Egerszalók is an open-air spa and village in Heves County in northeastern Hungary. The springs yield 68 °C. mineral water from an aquifer located under the volcanic Mátra Mountains. The spa is located 8 km west of the county seat of Eger, from which it is served by motorbus.

Egerszalok lies 133 km from Budapest, in the Laskó stream valley between the Mátra and Bükk ranges. The village can be easily reached from the M3 highway.

==Description==
The historical and geographical associations of Egerszalók have made it a favourite spa in Hungary. The area's waters have been in use since the 1730s, although the current spa only came into operation in 1961. Before entering the spa pools, the steaming water runs down a series of cascades backed and lined with travertine; the gleaming mineral has precipitated from the water as it interacts with air at atmospheric temperatures. The travertine is locally called "salt," and the cascade of water is called "Salt Hill."

> **Activity 1**
Answer these questions from the Egerszalók text:
(a) What is the temperature of the water the springs yield?
(b) How far is Egerszalók from Budapest?
(c) In what year did the current spa come into operation?
> **Activity 2**
List every measurement given with a unit in the Egerszalók text.
> **Activity 3**
Carry on the Egerszalók text from the point where it stops.
The items that follow come from a separate source unrelated to the Egerszalók text.

> **Supplied information**

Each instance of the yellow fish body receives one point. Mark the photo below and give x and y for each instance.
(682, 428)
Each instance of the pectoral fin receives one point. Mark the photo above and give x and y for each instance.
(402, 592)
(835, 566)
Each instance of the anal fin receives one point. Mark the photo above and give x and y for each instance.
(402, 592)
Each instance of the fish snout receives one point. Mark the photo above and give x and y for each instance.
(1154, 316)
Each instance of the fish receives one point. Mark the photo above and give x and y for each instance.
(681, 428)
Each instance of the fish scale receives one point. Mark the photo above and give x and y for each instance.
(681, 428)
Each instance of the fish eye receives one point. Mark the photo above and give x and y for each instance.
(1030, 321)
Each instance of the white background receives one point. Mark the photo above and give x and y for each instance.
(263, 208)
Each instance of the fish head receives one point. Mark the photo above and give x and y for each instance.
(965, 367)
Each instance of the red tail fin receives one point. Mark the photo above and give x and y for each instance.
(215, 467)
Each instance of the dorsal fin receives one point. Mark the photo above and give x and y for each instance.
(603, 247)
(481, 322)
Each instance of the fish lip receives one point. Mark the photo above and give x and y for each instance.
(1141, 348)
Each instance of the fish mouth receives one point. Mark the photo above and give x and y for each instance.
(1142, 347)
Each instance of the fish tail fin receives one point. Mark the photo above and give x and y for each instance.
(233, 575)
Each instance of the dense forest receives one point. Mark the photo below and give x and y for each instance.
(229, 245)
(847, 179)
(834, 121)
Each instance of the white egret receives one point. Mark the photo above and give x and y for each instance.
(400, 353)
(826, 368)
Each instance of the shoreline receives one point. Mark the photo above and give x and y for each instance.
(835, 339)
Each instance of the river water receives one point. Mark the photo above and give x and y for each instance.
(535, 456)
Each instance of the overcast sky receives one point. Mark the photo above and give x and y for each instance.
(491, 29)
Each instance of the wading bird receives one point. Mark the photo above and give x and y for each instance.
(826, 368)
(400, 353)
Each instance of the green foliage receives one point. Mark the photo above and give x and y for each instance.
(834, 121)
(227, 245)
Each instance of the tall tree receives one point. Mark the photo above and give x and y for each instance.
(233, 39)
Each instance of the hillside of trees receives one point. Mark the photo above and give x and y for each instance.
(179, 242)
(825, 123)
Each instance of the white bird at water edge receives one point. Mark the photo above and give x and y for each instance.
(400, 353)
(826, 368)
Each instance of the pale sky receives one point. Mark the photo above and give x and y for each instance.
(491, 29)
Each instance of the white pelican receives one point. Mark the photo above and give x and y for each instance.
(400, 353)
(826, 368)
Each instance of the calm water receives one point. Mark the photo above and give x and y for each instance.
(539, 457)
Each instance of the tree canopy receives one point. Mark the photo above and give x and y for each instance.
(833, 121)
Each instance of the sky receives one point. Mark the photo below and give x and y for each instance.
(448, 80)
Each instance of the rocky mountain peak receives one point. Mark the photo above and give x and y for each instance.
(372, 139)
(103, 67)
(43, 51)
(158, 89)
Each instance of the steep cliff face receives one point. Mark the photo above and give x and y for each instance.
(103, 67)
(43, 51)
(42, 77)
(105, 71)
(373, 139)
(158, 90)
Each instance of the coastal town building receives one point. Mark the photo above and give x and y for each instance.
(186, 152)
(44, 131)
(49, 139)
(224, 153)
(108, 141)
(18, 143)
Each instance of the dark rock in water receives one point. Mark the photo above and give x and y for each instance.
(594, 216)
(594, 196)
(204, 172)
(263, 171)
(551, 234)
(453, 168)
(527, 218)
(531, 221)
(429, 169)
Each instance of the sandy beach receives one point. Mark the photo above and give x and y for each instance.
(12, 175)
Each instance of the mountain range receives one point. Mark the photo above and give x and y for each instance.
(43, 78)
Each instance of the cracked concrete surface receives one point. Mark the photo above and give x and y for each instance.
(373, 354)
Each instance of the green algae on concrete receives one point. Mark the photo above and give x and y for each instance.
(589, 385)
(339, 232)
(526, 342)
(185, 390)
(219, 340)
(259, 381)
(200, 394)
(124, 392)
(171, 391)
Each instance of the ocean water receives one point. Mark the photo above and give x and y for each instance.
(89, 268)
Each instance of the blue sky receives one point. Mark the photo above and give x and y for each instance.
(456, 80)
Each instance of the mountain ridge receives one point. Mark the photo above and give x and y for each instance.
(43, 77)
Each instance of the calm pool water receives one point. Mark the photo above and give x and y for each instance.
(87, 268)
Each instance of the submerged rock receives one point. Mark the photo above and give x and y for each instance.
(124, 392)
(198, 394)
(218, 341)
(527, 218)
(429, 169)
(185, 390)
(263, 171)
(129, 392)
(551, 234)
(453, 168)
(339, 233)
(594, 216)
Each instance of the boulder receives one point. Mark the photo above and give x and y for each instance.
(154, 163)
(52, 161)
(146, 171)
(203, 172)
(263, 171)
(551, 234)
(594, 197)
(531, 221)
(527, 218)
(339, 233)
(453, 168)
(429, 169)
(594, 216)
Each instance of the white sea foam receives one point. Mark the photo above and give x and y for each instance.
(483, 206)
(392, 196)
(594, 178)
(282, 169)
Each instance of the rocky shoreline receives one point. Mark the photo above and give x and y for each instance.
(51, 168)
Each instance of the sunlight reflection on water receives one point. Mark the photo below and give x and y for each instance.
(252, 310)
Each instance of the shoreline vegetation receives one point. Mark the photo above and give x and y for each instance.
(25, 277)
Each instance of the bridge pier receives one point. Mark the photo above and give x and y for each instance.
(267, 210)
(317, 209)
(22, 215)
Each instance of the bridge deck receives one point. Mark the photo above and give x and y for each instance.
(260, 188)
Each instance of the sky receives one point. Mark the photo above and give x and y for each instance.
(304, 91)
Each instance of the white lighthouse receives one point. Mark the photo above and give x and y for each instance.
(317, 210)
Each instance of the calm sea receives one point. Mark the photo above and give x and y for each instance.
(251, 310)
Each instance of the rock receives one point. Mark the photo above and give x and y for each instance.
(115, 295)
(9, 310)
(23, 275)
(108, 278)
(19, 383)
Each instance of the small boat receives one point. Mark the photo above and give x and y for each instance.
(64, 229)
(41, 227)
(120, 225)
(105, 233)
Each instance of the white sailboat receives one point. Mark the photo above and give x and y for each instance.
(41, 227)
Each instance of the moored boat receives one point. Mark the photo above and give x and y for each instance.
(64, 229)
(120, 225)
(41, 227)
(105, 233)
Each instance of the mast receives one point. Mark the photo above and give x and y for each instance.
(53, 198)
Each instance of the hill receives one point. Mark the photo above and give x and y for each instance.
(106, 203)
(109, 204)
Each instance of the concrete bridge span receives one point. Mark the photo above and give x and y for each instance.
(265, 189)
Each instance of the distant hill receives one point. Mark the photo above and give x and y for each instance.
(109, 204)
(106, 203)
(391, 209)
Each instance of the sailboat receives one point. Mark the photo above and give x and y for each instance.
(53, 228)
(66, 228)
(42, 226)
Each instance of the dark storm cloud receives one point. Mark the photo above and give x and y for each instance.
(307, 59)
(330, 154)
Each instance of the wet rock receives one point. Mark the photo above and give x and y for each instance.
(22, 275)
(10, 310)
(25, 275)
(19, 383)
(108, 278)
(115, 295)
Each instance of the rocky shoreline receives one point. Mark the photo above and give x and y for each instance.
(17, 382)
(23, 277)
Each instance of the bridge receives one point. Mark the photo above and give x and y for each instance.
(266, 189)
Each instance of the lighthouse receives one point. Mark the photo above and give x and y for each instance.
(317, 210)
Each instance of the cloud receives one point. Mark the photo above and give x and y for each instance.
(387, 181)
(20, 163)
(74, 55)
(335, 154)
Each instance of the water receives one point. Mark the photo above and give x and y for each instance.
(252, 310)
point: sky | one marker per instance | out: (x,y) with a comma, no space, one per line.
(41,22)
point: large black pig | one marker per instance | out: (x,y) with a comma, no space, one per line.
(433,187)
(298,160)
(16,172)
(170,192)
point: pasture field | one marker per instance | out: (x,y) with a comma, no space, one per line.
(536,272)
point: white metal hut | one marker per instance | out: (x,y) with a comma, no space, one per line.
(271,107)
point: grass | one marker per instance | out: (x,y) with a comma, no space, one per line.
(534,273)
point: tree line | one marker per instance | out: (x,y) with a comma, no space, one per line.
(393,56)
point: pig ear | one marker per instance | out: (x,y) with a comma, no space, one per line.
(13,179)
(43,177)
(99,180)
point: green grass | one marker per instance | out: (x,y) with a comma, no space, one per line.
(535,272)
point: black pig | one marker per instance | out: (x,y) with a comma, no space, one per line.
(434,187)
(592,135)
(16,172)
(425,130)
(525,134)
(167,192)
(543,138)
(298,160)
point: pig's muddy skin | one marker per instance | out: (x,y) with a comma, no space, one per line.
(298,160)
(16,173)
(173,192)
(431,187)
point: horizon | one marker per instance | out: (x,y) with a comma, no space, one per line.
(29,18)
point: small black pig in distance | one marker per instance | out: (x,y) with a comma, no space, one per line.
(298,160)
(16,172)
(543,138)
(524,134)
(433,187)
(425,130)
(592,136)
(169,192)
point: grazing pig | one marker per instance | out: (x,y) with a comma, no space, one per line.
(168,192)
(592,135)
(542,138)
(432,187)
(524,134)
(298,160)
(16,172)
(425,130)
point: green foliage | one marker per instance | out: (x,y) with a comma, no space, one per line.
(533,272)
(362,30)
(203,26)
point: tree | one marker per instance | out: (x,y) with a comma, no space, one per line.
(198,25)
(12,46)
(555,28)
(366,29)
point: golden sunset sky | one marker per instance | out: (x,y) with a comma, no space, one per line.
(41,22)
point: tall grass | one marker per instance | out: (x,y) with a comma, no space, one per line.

> **Task answer 1**
(a) 68 °C
(b) 133 km
(c) 1961

> **Task answer 2**
68 °C
8 km
133 km

> **Task answer 3**
Not all of the dissolved solids precipitate. The Egerszalók spa pools contain water rich in calcium, magnesium, and hydrocarbonate minerals. A total of 17 outdoor and indoor pools comprise a total water surface area of 1,900 m².

Surrounding the springs are pine trees, apple trees, and a grove of the beeches for which the nearby Bükk Mountains are known. The region grows Egri Bikavér wine, sometimes called bull's blood wine in English, and spa visitors sometimes enjoy the terroir experience by bathing in the spa and drinking the wine.

The spa is physically connected to the adjacent Salaris Resort Spa and Conference Hotel. For non-guests, admission is charged to the spa. A section of the hot springs has been officially signed and set aside for naturists.